→ **What is expected**
Exactly reproduce the lines from the one holding "woman's knee in the photo above." through the final line of the listing below, with both ends included and nothing else.
* begin *
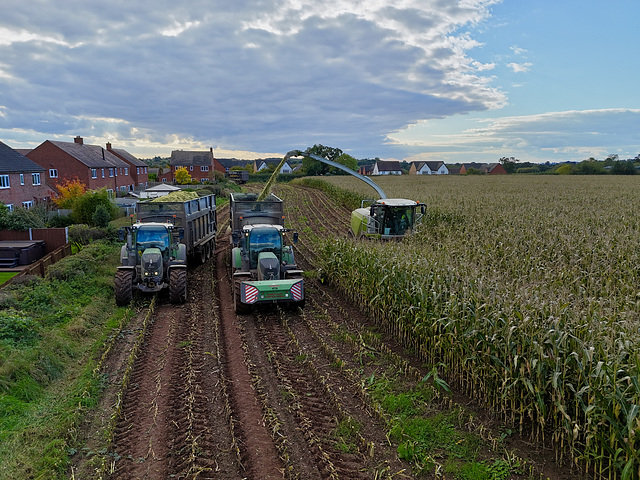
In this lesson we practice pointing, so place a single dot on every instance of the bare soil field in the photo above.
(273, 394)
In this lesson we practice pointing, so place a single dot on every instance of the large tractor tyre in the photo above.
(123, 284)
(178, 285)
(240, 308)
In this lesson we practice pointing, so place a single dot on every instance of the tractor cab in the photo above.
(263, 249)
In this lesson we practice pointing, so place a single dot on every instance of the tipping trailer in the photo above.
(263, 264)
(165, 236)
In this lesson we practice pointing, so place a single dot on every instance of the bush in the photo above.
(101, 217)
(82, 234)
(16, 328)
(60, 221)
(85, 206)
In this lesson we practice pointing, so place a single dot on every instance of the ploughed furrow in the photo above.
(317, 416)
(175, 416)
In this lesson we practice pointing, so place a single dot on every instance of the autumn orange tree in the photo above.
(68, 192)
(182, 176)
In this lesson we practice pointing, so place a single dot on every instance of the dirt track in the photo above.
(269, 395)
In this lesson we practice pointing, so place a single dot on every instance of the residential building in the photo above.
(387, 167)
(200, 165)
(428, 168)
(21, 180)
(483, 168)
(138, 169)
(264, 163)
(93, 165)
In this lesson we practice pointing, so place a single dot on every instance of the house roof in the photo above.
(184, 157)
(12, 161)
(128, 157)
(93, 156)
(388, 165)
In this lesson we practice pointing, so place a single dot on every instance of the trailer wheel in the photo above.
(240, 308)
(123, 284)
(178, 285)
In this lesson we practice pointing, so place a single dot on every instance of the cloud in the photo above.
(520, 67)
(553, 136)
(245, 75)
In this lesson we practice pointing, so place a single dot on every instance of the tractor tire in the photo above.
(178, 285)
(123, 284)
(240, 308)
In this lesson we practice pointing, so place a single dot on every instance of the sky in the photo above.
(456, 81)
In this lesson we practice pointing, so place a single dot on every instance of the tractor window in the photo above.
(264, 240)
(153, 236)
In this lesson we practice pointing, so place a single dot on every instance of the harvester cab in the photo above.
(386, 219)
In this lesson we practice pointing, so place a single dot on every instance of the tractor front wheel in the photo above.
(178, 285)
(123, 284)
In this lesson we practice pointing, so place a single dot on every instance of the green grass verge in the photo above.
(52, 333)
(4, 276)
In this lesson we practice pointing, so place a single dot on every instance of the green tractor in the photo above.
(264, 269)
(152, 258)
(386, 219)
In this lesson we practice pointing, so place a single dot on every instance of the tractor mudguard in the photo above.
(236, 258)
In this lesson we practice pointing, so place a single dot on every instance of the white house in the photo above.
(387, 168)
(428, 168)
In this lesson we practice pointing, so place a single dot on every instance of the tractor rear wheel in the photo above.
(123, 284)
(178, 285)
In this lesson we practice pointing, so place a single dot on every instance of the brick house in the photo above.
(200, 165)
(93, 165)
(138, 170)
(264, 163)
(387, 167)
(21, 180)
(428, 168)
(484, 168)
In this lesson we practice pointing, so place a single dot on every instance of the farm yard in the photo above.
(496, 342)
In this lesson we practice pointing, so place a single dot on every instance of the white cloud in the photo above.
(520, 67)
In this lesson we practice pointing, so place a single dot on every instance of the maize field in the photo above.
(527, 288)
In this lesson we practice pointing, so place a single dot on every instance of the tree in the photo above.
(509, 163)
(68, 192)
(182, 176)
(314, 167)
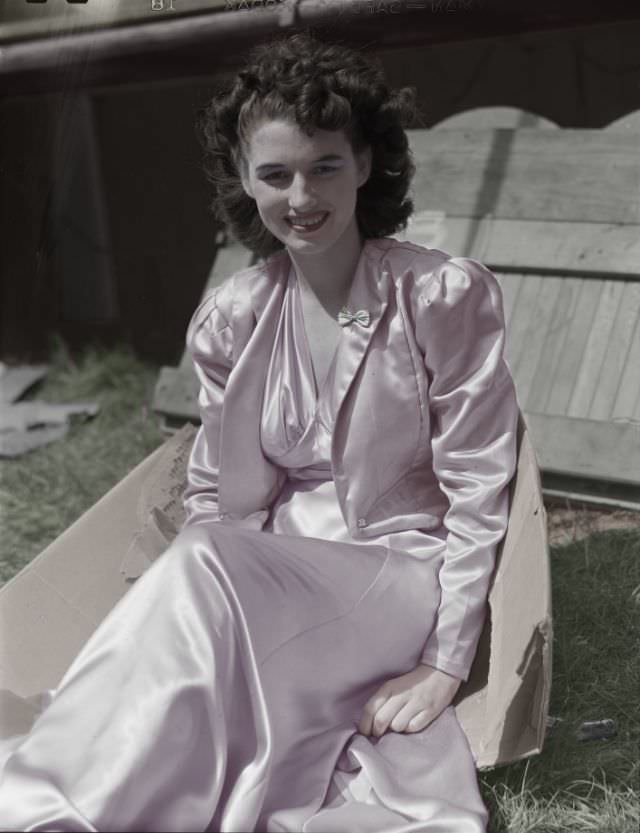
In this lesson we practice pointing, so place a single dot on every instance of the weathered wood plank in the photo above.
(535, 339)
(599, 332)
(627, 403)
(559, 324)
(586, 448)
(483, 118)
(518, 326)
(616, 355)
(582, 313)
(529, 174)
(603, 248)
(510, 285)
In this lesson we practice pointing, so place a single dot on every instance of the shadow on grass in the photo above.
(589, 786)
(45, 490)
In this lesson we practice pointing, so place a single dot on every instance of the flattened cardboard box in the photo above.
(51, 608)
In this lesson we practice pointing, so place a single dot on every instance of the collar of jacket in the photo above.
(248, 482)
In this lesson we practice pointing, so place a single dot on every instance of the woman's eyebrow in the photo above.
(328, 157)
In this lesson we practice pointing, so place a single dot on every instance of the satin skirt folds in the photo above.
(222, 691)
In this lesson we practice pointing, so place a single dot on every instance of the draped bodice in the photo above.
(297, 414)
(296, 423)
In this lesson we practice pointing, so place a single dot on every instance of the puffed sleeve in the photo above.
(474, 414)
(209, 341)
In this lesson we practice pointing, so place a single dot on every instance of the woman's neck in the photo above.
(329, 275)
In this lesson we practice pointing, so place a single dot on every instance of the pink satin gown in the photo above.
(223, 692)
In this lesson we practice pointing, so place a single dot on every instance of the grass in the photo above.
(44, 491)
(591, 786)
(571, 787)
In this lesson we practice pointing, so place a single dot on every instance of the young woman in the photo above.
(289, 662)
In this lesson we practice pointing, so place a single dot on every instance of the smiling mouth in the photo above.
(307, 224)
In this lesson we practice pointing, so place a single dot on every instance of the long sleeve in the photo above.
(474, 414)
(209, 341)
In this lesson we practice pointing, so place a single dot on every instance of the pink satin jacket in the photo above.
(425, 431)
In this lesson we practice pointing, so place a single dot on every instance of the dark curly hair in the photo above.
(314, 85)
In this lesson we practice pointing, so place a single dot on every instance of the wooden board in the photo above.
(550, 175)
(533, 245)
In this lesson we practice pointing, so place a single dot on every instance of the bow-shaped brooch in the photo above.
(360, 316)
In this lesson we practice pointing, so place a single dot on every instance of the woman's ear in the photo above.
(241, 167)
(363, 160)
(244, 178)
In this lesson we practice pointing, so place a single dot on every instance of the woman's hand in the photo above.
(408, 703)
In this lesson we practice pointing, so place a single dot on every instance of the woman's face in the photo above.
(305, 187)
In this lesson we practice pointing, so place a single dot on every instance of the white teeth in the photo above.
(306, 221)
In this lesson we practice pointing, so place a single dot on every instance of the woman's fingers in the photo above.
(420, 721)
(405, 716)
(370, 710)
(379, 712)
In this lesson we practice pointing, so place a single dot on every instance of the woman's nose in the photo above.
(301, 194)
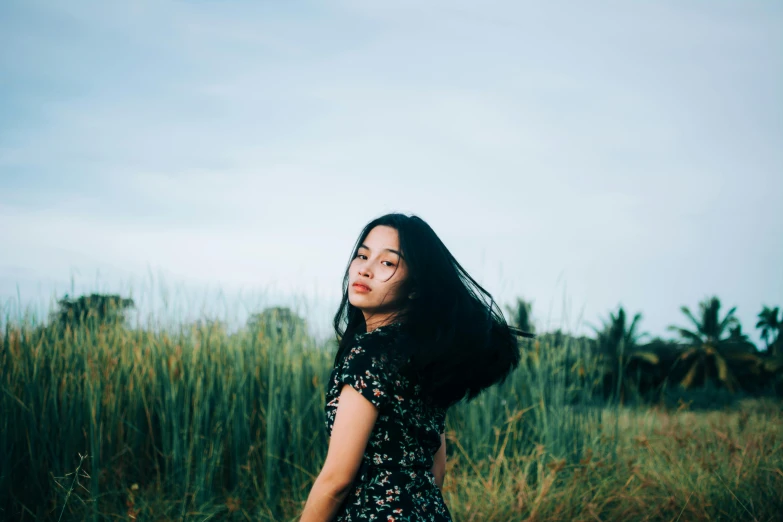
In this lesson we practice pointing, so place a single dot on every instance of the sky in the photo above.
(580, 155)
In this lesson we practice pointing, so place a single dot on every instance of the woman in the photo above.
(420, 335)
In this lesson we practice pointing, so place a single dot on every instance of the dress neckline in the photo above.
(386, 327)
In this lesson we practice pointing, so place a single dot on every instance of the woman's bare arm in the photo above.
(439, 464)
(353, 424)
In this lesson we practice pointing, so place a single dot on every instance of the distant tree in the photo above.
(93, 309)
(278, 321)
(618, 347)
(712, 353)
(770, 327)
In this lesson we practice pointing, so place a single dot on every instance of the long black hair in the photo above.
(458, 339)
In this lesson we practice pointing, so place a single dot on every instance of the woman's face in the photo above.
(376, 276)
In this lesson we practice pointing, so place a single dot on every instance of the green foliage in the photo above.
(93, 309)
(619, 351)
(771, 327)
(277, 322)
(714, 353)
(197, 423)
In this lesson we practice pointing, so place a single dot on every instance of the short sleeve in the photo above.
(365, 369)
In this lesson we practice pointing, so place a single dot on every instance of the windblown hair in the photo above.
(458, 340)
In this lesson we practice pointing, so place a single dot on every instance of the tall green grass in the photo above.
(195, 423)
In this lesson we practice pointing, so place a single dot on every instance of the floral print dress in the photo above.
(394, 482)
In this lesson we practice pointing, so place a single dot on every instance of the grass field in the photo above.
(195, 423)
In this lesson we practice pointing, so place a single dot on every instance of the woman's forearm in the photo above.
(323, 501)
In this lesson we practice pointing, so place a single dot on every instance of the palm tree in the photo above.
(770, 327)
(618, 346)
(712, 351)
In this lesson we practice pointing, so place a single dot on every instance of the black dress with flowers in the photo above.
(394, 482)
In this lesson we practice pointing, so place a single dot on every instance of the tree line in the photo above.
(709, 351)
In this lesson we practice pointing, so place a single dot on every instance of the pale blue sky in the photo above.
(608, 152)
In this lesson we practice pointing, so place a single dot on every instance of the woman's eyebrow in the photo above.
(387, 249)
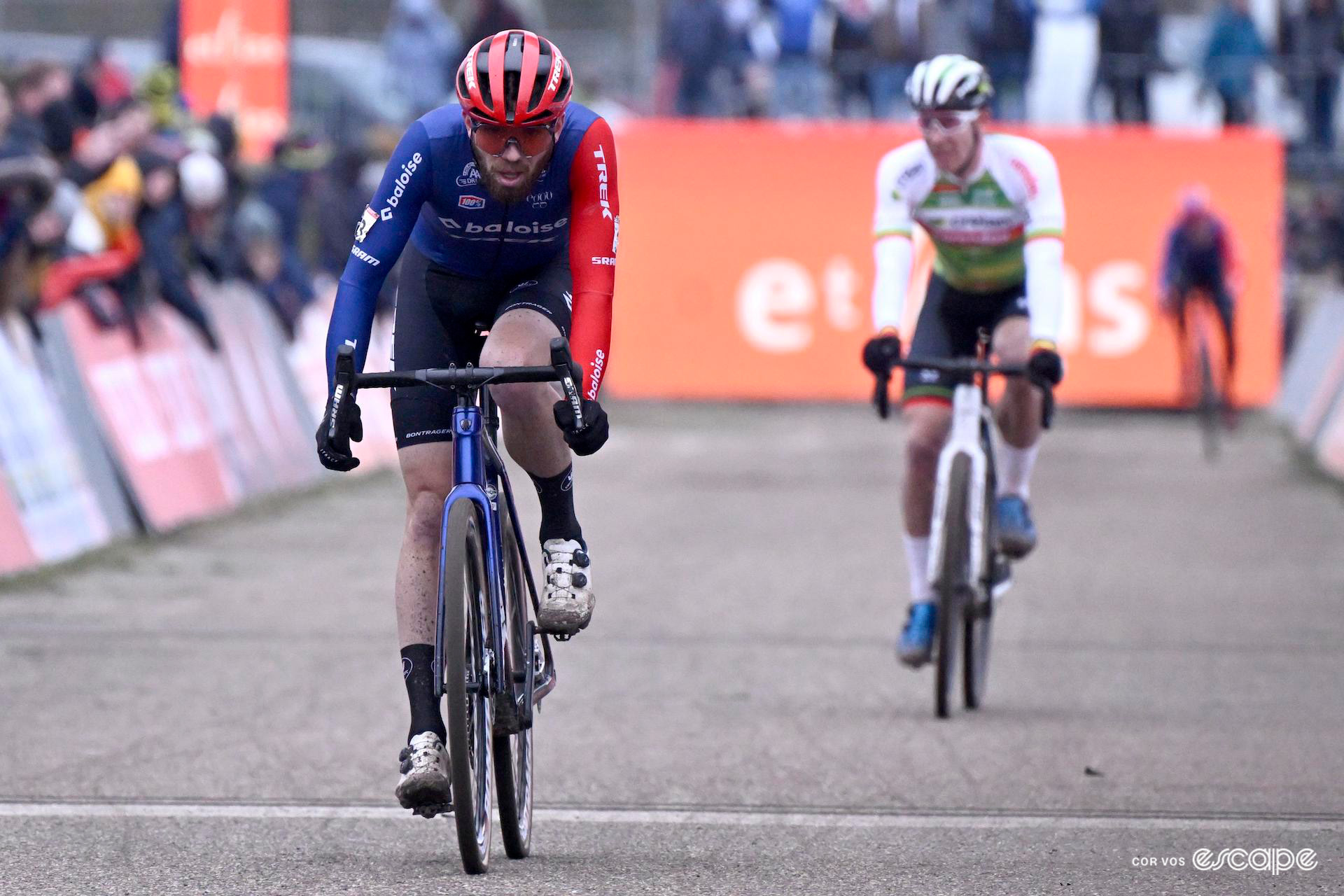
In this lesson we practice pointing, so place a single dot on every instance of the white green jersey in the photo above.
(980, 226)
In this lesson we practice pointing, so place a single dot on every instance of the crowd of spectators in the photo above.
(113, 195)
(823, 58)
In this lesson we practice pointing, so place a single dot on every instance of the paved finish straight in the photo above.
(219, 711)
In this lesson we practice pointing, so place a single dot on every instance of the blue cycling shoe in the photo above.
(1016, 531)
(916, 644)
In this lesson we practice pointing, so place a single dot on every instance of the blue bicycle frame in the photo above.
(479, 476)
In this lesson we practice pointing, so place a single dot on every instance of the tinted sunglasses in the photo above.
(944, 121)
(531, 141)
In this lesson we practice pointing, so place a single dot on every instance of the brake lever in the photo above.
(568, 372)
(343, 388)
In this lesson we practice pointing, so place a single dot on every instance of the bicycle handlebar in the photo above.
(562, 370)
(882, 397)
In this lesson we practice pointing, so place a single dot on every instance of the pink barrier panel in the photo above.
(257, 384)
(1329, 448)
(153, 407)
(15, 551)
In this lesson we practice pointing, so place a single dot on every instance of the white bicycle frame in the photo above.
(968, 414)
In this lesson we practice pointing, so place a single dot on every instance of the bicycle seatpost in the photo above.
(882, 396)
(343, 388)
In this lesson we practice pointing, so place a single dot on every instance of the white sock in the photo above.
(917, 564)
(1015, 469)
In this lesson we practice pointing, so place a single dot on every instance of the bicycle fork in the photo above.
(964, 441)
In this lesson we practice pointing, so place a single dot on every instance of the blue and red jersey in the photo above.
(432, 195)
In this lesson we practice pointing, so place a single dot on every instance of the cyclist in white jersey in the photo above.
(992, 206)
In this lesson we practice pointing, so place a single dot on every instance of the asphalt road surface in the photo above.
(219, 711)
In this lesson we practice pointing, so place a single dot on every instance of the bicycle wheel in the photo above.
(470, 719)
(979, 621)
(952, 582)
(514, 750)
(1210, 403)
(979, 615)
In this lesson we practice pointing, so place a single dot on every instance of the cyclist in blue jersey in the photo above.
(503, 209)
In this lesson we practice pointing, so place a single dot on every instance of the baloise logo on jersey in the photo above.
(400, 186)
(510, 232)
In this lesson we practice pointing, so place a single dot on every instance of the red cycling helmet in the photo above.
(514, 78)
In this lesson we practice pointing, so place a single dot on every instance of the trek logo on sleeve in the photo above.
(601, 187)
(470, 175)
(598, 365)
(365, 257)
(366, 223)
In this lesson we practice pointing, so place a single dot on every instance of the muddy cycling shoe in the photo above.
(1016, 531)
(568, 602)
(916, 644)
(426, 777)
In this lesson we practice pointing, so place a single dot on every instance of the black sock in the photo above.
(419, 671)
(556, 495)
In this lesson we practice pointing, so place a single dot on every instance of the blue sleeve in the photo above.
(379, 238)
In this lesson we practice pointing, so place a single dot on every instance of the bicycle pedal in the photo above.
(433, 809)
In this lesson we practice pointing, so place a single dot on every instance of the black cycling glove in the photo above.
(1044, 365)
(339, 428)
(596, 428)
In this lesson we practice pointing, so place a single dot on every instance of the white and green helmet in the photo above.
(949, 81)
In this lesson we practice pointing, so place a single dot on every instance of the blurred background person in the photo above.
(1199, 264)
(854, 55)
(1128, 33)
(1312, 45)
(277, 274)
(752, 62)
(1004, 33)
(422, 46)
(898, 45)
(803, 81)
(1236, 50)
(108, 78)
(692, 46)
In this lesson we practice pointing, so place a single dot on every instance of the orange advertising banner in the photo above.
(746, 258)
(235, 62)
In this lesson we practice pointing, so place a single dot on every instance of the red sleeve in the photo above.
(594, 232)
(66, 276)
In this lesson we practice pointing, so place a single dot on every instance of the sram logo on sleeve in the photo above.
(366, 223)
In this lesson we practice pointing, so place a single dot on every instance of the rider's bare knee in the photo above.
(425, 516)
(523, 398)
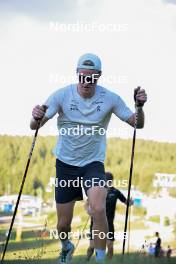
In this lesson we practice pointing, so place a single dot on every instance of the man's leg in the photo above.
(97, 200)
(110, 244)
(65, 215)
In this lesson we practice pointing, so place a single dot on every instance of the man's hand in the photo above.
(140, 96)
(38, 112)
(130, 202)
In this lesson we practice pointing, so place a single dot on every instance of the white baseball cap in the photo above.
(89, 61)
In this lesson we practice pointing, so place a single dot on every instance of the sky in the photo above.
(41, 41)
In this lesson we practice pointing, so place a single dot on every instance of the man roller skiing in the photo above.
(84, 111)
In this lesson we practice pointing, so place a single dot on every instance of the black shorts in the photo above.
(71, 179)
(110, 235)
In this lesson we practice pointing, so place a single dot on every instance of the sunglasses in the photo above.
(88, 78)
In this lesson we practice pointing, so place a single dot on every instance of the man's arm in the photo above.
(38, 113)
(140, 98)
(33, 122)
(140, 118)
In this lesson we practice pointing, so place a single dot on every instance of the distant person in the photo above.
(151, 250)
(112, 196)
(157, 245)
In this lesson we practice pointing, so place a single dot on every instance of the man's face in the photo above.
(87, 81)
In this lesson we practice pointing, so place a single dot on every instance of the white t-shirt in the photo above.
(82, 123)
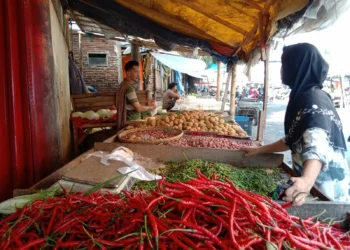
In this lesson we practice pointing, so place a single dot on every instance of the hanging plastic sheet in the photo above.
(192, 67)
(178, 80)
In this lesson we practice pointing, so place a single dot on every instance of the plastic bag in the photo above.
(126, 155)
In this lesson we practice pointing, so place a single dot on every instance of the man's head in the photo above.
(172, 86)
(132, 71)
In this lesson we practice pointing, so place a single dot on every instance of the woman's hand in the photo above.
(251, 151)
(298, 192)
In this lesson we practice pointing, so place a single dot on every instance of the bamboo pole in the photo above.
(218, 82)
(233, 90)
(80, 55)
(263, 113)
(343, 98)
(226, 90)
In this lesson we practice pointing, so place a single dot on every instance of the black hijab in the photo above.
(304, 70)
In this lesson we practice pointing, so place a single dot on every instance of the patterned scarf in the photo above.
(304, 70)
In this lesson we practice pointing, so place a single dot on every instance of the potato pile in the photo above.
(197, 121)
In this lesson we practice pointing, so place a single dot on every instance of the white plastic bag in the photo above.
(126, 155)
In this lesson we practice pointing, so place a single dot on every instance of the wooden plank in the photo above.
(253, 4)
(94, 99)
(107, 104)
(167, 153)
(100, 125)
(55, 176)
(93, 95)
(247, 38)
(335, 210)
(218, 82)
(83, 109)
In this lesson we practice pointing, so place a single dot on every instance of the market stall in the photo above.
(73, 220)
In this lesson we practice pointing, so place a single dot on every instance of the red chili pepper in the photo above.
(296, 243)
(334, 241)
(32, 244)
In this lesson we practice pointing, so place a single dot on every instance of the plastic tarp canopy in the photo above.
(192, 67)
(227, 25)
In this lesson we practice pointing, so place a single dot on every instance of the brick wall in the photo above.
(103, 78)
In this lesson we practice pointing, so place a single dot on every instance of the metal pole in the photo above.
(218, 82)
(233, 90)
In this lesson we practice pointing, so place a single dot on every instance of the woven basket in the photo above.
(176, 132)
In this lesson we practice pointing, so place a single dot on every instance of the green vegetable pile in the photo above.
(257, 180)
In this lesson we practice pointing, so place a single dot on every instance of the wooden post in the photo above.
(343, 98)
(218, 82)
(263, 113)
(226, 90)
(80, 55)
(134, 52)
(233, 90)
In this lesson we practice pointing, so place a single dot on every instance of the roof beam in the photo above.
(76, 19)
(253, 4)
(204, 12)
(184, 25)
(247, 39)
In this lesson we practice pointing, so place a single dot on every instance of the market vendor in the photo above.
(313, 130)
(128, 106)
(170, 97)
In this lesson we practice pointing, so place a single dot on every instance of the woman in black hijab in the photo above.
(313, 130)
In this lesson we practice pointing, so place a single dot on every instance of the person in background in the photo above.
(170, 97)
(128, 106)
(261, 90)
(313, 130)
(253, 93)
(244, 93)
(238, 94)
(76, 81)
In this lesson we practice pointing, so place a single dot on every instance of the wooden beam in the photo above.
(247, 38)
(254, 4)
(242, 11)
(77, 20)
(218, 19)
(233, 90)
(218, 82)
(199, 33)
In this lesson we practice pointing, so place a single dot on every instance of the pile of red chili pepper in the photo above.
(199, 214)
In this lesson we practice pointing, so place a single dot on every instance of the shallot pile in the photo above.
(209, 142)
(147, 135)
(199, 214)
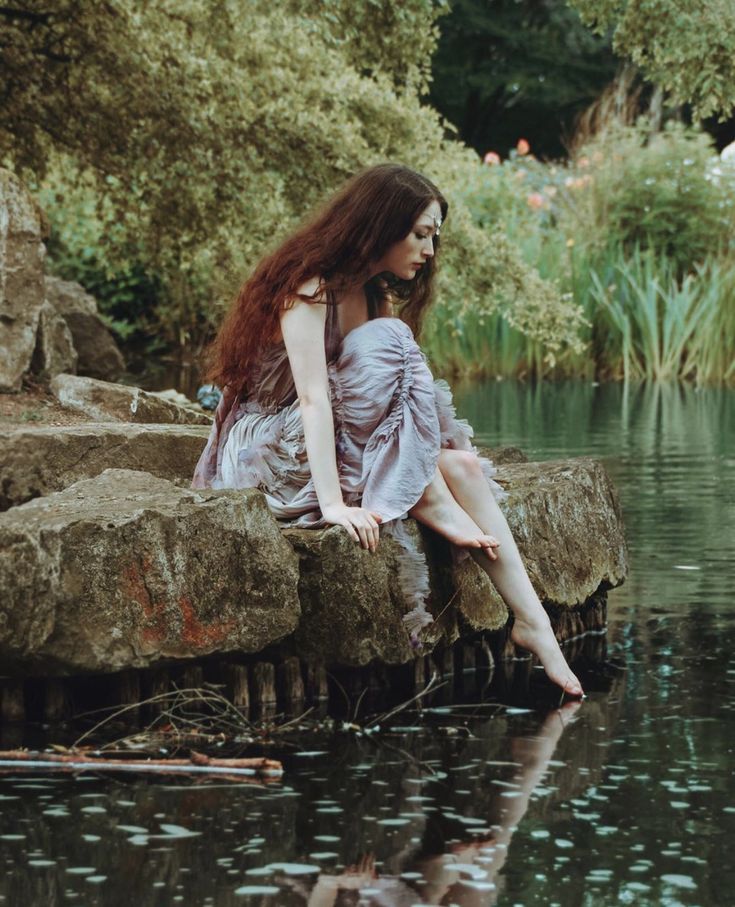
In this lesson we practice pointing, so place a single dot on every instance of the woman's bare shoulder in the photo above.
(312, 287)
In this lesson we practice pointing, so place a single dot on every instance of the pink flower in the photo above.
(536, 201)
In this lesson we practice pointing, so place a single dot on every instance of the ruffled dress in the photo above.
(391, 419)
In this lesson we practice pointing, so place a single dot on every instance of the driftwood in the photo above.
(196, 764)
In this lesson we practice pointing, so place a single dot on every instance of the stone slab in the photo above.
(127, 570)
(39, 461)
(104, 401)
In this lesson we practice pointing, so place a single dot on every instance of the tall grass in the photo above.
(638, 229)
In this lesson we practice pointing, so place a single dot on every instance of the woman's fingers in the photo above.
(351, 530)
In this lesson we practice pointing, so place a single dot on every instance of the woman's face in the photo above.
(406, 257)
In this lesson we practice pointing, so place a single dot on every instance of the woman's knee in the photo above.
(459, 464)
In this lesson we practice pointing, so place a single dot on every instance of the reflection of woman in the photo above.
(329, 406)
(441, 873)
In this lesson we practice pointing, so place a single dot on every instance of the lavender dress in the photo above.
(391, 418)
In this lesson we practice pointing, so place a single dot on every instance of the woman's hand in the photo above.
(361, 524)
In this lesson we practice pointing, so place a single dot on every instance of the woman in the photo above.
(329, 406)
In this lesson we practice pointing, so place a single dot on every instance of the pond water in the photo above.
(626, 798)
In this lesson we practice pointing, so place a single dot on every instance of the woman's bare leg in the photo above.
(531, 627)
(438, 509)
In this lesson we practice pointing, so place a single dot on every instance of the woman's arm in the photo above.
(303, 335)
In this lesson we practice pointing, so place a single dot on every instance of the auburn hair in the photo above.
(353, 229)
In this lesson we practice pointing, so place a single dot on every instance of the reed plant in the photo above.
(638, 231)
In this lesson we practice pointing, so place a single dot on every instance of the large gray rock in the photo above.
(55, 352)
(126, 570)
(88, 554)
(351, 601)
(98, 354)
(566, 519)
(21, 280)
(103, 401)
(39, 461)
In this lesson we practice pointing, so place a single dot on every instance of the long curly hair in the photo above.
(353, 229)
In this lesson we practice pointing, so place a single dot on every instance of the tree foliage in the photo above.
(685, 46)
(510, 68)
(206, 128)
* end *
→ **Task solution**
In this lesson we practice pointing, so place a single dot on every instance of the woman's knee in the photo above.
(459, 464)
In this lesson we practice pointing, so place a single dot on every instance of the reflection of woman in the photo above.
(329, 406)
(441, 873)
In this lesson we practice pointing, so place a single dot on every instance of the lavender dress in the photo above.
(391, 418)
In this lesson we practice pointing, so place a single dot on every instance of the woman's hand in the photo above.
(361, 524)
In this lesson we practice pointing, so place a single dot on every instance of the woman in the photo above.
(329, 406)
In this lesson we practice pointing, so place a single dot on every instance of the pond water in the photo above.
(626, 798)
In this lesson we practice pointing, so place a single dot on every instance of the woman's bare leg in the photo above.
(531, 627)
(438, 509)
In this lesson we practice pointing, so place a single dot on every instance of the woman's arm in the photo above.
(303, 335)
In this lesson we practice pointing, so place a single dot on every instance of the auburn hair in the photo above.
(353, 229)
In this lesson we practice pointing, so place a single dot on every instance of the reed plant in the photo above.
(638, 231)
In this lesson we practice pointing, so place a single dot on every instance of the large gray rock in the photo above.
(55, 352)
(126, 570)
(88, 554)
(351, 601)
(98, 354)
(566, 519)
(21, 280)
(103, 401)
(39, 461)
In this lesson we practice pointing, so place a single dot on every instance of the long curly hair in the photo above.
(353, 229)
In this lesson we practice pointing, so place a single dot on every instance of the tree foliage in the photo above.
(685, 46)
(510, 68)
(206, 128)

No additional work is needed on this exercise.